§ **What needs to be done**:
Filter the records and copy out each line that holds the word "wall".
___ Available data ___
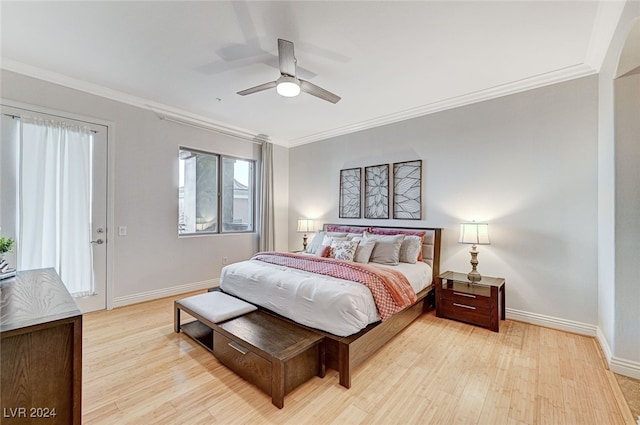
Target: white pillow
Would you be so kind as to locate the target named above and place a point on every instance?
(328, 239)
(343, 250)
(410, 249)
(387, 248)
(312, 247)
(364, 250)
___
___ Available data ___
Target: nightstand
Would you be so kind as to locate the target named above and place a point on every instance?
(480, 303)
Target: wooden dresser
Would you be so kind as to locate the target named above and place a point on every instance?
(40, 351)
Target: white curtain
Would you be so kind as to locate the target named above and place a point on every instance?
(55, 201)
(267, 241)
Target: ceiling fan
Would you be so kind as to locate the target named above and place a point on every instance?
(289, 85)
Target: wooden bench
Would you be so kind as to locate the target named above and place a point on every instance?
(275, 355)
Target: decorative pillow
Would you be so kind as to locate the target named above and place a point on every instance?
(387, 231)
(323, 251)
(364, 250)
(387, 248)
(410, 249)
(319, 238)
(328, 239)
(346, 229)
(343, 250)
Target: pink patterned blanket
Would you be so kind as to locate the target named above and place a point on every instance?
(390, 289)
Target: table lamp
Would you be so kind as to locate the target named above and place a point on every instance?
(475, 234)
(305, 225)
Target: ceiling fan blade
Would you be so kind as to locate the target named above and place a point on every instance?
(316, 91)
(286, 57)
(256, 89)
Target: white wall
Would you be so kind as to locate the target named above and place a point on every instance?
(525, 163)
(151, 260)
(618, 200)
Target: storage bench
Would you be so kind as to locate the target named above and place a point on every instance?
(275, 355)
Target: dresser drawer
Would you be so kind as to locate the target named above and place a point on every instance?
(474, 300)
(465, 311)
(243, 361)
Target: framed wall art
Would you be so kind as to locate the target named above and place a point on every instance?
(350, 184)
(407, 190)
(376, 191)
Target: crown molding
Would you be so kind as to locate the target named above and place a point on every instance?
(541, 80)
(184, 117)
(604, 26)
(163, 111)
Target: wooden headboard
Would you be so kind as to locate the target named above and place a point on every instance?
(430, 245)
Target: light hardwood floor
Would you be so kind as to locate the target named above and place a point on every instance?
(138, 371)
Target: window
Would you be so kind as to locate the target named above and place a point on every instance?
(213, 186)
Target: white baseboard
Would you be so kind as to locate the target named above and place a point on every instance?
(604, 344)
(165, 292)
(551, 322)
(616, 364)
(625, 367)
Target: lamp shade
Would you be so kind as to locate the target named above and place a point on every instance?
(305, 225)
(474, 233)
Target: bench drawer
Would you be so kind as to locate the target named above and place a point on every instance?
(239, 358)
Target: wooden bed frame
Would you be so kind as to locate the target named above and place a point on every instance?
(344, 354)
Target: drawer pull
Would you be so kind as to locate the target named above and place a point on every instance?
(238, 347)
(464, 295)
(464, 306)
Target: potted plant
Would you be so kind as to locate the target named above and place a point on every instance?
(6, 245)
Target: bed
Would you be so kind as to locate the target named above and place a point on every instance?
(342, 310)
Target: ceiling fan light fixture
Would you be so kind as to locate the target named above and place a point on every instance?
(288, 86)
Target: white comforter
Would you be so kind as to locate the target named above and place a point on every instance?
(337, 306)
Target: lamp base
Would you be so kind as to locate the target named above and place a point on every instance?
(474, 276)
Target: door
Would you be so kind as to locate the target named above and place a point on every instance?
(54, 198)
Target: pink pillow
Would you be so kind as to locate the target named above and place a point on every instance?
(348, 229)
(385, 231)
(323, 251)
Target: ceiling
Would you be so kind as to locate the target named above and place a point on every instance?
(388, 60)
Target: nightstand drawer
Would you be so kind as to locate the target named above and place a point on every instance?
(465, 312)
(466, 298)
___
§ **Solution**:
Target: white wall
Target: framed wall art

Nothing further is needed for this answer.